* **WHAT YOU ARE ASKED TO DO**: The answer should consist of each line from the data below that includes "purple".

Dataset entries:
____

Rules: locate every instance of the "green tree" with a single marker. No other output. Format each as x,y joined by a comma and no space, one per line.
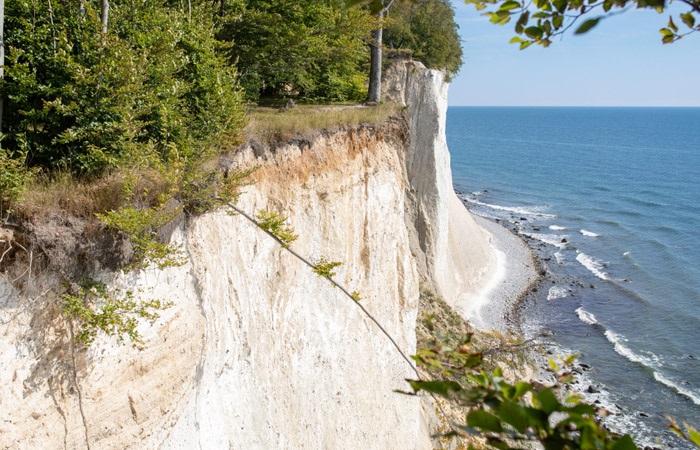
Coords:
428,29
285,48
152,87
551,18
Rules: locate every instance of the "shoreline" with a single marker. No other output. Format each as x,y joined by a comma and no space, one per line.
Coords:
518,273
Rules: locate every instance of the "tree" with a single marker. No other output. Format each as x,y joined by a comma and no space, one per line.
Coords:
285,48
428,29
538,21
374,93
551,18
155,88
2,56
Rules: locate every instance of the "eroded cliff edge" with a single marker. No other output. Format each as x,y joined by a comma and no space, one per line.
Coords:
258,351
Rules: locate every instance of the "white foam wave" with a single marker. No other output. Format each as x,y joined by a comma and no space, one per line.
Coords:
592,264
551,239
585,316
651,362
559,257
617,341
512,209
694,396
556,292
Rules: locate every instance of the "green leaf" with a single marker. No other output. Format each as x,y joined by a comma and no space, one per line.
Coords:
688,19
514,414
693,434
483,420
624,443
587,25
533,32
508,5
560,5
672,25
521,388
547,27
548,401
557,21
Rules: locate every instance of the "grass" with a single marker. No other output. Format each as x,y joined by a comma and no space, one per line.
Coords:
63,194
271,125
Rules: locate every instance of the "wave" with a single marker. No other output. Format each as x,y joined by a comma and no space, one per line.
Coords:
651,363
559,257
693,396
511,209
551,239
585,316
592,264
617,341
556,292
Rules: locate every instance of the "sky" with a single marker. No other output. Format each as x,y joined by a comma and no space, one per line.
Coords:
621,62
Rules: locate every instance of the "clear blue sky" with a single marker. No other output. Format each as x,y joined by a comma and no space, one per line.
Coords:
621,62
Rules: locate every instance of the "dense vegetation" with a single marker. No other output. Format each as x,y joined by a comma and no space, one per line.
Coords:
427,28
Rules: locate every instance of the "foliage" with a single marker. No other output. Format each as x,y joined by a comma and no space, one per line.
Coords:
141,226
312,50
274,224
13,178
325,268
690,434
551,18
154,88
115,317
512,415
270,125
427,27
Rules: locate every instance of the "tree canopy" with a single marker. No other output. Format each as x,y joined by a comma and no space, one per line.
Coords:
539,21
82,99
315,49
428,29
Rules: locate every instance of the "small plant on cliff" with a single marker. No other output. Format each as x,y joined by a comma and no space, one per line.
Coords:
13,178
274,224
325,268
141,225
690,434
116,316
512,415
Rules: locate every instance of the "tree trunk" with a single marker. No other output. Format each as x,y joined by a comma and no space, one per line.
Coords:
105,16
374,93
2,55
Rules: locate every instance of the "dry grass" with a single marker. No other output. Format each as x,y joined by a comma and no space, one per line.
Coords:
64,194
271,125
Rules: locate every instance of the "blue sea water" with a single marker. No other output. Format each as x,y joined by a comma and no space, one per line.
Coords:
610,200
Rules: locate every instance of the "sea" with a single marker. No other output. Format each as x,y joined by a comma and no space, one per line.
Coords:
609,199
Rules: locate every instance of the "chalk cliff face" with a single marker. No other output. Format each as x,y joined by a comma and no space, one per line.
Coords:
258,351
453,252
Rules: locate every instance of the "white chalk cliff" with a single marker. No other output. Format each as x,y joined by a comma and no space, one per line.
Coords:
258,352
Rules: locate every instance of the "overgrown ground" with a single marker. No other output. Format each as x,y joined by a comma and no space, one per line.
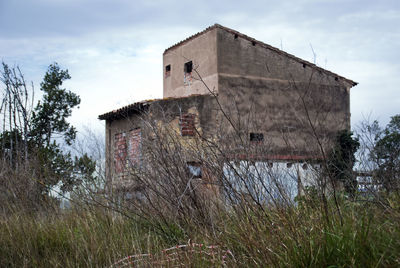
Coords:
367,236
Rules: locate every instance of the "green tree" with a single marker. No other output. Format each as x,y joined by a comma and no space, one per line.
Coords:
35,144
387,155
49,118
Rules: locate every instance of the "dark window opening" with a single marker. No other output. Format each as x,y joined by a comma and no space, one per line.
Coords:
168,70
256,137
194,169
188,67
186,122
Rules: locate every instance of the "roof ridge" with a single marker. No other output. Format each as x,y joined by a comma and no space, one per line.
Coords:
265,45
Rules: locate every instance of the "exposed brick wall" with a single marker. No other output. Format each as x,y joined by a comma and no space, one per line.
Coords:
187,124
134,147
119,152
127,150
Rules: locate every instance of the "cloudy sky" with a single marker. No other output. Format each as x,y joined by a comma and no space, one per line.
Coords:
113,48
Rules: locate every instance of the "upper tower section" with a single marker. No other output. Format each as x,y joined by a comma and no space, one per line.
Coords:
219,54
188,61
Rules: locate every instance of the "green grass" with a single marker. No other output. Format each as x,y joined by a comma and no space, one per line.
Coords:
369,236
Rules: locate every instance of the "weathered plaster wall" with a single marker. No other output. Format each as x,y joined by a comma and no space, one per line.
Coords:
289,103
202,51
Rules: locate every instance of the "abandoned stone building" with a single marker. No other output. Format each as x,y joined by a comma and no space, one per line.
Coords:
220,84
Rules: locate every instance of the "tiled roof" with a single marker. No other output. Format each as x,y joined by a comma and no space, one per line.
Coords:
259,43
139,107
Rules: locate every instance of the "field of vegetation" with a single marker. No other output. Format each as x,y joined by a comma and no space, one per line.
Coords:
368,235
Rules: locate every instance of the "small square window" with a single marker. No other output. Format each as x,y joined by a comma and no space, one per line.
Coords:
194,169
187,125
256,137
188,67
167,70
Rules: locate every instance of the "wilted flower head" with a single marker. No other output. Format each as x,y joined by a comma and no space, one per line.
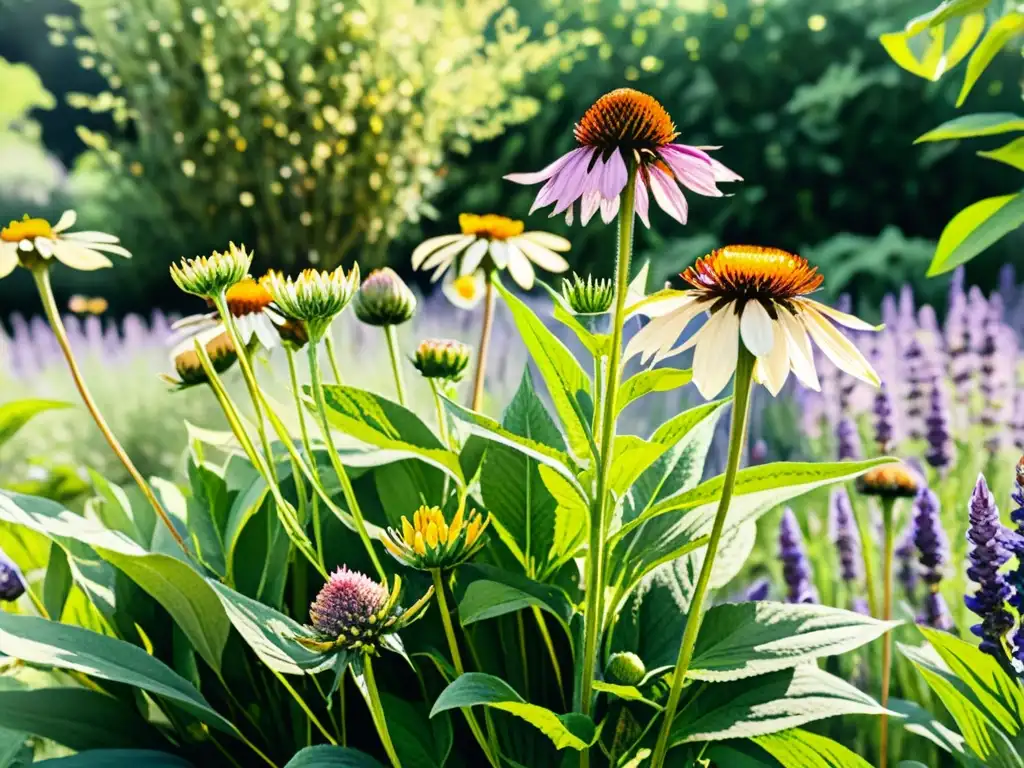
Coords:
354,612
34,242
625,668
758,296
626,127
588,296
889,481
315,297
209,276
441,358
493,242
430,542
384,299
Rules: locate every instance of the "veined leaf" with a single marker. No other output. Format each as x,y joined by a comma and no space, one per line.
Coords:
975,228
568,384
565,731
779,700
377,421
740,640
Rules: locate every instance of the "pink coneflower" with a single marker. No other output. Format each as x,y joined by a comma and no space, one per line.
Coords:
622,124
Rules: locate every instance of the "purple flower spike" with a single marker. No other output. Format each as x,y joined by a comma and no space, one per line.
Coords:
796,566
987,555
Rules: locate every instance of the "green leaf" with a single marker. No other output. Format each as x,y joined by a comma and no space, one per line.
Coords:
778,700
565,731
975,228
39,641
651,380
377,421
739,640
800,749
996,37
16,414
980,124
332,757
521,507
568,384
77,718
172,583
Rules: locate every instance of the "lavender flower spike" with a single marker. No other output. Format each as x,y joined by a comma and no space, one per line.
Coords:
796,566
987,555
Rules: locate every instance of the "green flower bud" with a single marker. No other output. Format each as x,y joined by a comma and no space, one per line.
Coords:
210,275
439,358
384,299
625,669
590,296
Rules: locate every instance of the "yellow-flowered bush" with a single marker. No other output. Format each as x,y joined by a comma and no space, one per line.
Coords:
314,127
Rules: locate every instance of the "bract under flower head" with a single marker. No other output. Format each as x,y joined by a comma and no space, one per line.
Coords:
430,542
210,275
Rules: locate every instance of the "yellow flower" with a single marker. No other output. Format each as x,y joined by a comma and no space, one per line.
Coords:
757,296
29,240
430,542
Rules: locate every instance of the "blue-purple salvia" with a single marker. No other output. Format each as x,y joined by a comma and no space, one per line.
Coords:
933,550
988,554
796,566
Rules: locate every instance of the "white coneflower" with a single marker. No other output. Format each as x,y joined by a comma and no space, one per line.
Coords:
759,296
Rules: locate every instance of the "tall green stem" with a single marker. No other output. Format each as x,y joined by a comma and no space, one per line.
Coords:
42,276
378,711
737,438
595,554
391,333
457,663
887,614
339,468
481,352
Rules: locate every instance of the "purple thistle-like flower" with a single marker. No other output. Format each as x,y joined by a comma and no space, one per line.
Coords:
796,566
848,440
988,554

____

* **SOLUTION**:
Rules: locate every instance of the "purple flower spike" with a single marker. No other output. Format each as x,y joined by a comma and no space, one per line.
Rules: locate every instance of the "blue-purple salvia" with a single marker. No other output. Format each as x,y joined by a comma and no space, one per line.
Rules: locate every instance of the "purple thistle-like flower" with a single marker. No other output. Format each as x,y joined by a comma and no space, one per line.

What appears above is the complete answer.